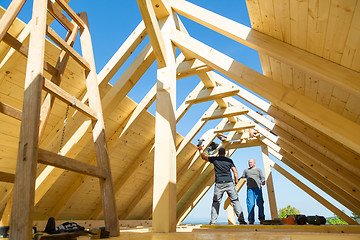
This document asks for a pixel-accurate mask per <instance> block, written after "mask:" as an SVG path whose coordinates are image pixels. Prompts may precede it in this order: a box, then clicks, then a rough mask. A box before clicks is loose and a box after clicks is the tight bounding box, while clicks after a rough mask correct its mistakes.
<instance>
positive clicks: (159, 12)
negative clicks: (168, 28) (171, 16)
mask: <svg viewBox="0 0 360 240" xmlns="http://www.w3.org/2000/svg"><path fill="white" fill-rule="evenodd" d="M151 4H152V5H153V9H154V11H155V15H156V17H157V18H158V19H162V18H165V17H167V16H169V15H170V14H172V13H171V7H170V4H169V3H168V2H167V1H166V0H151Z"/></svg>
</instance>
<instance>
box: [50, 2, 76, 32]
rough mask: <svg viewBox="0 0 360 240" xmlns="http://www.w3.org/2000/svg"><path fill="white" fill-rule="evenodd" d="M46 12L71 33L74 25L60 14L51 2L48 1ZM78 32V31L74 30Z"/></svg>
mask: <svg viewBox="0 0 360 240" xmlns="http://www.w3.org/2000/svg"><path fill="white" fill-rule="evenodd" d="M48 10H49V12H50V13H51V14H52V15H53V16H54V17H56V18H57V19H58V20H59V21H60V22H61V23H62V24H63V25H64V26H65V27H66V28H67V29H68V30H69V31H73V29H74V24H73V23H72V22H71V21H70V20H69V19H68V18H67V17H66V16H65V14H63V13H62V12H61V9H59V8H58V7H57V6H56V5H55V4H54V3H53V2H52V1H51V0H48ZM76 30H78V29H76Z"/></svg>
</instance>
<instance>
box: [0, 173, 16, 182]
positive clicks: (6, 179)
mask: <svg viewBox="0 0 360 240" xmlns="http://www.w3.org/2000/svg"><path fill="white" fill-rule="evenodd" d="M0 182H8V183H14V182H15V174H12V173H6V172H0Z"/></svg>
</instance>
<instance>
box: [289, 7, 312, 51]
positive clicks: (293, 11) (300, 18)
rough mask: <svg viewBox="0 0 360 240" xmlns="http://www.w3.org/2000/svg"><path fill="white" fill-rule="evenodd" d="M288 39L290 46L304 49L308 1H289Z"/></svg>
mask: <svg viewBox="0 0 360 240" xmlns="http://www.w3.org/2000/svg"><path fill="white" fill-rule="evenodd" d="M289 7H290V19H291V20H290V38H291V41H290V42H289V43H290V44H291V45H293V46H296V47H299V48H300V49H306V42H307V41H306V40H307V26H308V23H307V20H308V1H296V0H290V4H289Z"/></svg>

» Work request: Reproduce all of the material above without the pictures, swapping every "positive clicks" for "foreground clicks" and changing nothing else.

» Exercise answer:
This document asks for a pixel-accurate mask per <instance> block, written after "mask:" as an SVG path whose coordinates are image pixels. Prompts may precede it in this order: a box, then clicks, then a rough mask. A box before clicks is loose and a box after clicks is the tight bounding box, while clicks after a rough mask correct its mistakes.
<instance>
foreground clicks: (159, 12)
negative clicks: (168, 28) (171, 16)
mask: <svg viewBox="0 0 360 240" xmlns="http://www.w3.org/2000/svg"><path fill="white" fill-rule="evenodd" d="M151 4H152V5H153V9H154V11H155V15H156V17H157V18H158V19H162V18H165V17H167V16H169V15H170V14H172V13H171V7H170V4H169V3H168V2H167V1H166V0H151Z"/></svg>
</instance>
<instance>
box: [50, 2, 76, 32]
rough mask: <svg viewBox="0 0 360 240" xmlns="http://www.w3.org/2000/svg"><path fill="white" fill-rule="evenodd" d="M46 12L71 33L74 25L60 14L51 2L48 1ZM78 32V31L74 30Z"/></svg>
mask: <svg viewBox="0 0 360 240" xmlns="http://www.w3.org/2000/svg"><path fill="white" fill-rule="evenodd" d="M48 10H49V12H50V13H51V14H52V15H53V16H54V17H56V18H57V19H58V20H59V21H60V22H61V23H62V24H63V25H64V26H65V27H66V28H67V29H68V30H69V31H73V29H74V24H73V23H72V22H71V21H70V20H69V19H68V18H67V17H66V16H65V14H63V13H62V12H61V9H59V8H58V7H57V6H56V5H55V4H54V3H53V2H52V1H51V0H48ZM76 30H78V29H76Z"/></svg>
</instance>
<instance>
box: [0, 173, 16, 182]
foreground clicks: (6, 179)
mask: <svg viewBox="0 0 360 240" xmlns="http://www.w3.org/2000/svg"><path fill="white" fill-rule="evenodd" d="M0 182H8V183H14V182H15V174H12V173H6V172H0Z"/></svg>
</instance>
<instance>
box: [289, 7, 312, 51]
foreground clicks: (293, 11) (300, 18)
rough mask: <svg viewBox="0 0 360 240" xmlns="http://www.w3.org/2000/svg"><path fill="white" fill-rule="evenodd" d="M288 39L290 46L304 49L308 1H289Z"/></svg>
mask: <svg viewBox="0 0 360 240" xmlns="http://www.w3.org/2000/svg"><path fill="white" fill-rule="evenodd" d="M289 7H290V19H291V20H290V38H291V41H290V42H289V43H290V44H291V45H293V46H296V47H299V48H300V49H306V42H307V41H306V40H307V26H308V23H307V20H308V1H296V0H290V4H289Z"/></svg>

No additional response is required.